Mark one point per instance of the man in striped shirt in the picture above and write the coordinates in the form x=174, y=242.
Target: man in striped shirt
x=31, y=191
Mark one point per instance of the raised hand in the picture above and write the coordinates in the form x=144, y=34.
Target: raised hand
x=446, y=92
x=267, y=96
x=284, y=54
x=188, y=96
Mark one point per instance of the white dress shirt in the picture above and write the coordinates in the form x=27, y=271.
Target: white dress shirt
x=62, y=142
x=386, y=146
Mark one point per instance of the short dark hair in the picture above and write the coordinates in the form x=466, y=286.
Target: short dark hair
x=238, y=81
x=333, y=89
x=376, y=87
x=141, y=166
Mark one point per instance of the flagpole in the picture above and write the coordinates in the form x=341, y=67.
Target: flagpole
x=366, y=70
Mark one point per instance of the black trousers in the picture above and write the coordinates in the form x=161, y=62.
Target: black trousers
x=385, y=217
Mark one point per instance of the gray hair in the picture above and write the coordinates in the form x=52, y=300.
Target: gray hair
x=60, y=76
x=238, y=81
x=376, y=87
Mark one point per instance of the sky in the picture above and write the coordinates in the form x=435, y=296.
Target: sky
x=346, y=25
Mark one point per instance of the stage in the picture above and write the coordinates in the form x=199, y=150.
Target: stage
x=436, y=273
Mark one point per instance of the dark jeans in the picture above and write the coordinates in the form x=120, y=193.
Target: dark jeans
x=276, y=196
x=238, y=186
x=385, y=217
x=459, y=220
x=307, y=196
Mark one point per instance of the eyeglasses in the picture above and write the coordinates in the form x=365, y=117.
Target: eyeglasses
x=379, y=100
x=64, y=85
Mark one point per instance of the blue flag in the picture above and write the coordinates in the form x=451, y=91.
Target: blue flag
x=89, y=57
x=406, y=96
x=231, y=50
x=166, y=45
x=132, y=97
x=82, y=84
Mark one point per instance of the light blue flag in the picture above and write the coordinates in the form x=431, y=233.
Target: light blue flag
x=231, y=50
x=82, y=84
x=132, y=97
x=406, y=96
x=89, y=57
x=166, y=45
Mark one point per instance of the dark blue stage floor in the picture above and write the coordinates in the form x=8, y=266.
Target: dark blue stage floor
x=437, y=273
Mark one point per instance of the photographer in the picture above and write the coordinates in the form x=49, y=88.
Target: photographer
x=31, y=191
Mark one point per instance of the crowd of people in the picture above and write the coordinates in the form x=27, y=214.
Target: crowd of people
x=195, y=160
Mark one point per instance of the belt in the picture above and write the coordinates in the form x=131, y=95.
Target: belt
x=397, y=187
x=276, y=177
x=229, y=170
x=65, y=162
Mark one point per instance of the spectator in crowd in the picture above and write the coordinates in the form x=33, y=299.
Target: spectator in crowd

[Stated exercise] Copy all of the entries above word for word, changing nothing.

[Task output]
Mark one point per instance of the man in striped shirt in the picture above and write the coordinates in the form x=174, y=242.
Target: man in striped shirt
x=31, y=191
Mark one point per instance of the raised hand in the picture above and write the coordinates in the form x=144, y=34.
Target: raised hand
x=446, y=92
x=267, y=96
x=284, y=54
x=188, y=96
Mark one point per instance of the white dress shirt in the picture above and write the coordinates in the form x=27, y=271.
Target: white dress shirt
x=62, y=142
x=386, y=146
Mark one point per instance of the short dark hair in the picture above and write the coordinates in the form x=466, y=286.
Target: short dark hair
x=238, y=81
x=333, y=89
x=376, y=87
x=141, y=166
Mark one point per instance of the flagpole in the picture above and write the coordinates in the form x=341, y=67.
Target: flagpole
x=366, y=70
Mark one point per instance of the black trousers in the picture above and write the coordinates in the form x=161, y=62.
Target: black trousers
x=385, y=217
Mark one point per instance of the gray hair in the picture above and write the coordinates in the form x=52, y=300.
Target: gray hair
x=60, y=76
x=238, y=81
x=376, y=87
Mark one point per instance of the sky in the picture above and write the coordinates in the form x=435, y=296.
Target: sky
x=346, y=25
Mark one point per instance of the stage in the picture above and write the coordinates in the form x=199, y=150.
Target: stage
x=436, y=273
Mark one point per instance of the dark jeans in the picture above and write the coordinates in the form x=120, y=193.
Target: dark jeans
x=276, y=196
x=238, y=186
x=385, y=217
x=459, y=220
x=307, y=196
Mark one point per instance of the eyeglasses in the picture above and write the coordinates in the form x=365, y=117.
Target: eyeglasses
x=379, y=100
x=64, y=85
Mark one point per instance of the blue flag in the picture above and write the coordinates in the form x=451, y=91.
Target: blue flag
x=89, y=57
x=406, y=96
x=231, y=50
x=166, y=45
x=132, y=97
x=82, y=84
Mark one point per instance of the light blue flag in the picture above and write the coordinates in the form x=431, y=233.
Target: light blue flag
x=231, y=50
x=82, y=84
x=132, y=97
x=406, y=96
x=89, y=57
x=166, y=45
Mark one point per instance of the dark blue stage floor in the picture above and write the coordinates in the form x=8, y=266.
Target: dark blue stage floor
x=437, y=273
Mark one point per instance of the photographer in the picture above and write the coordinates in the form x=49, y=88.
Target: photographer
x=31, y=191
Mark one point per instance of the crowd of people in the picture above and write the coordinates in the form x=27, y=214.
Target: crowd of people
x=195, y=160
Mark one point per instance of the belt in the picture above and write the coordinates in the form x=131, y=95.
Target: belt
x=397, y=187
x=276, y=177
x=229, y=170
x=65, y=162
Mark one point per instance of the spectator in crowd in the picture above and write the coordinates in the form x=33, y=299.
Target: spectator in crowd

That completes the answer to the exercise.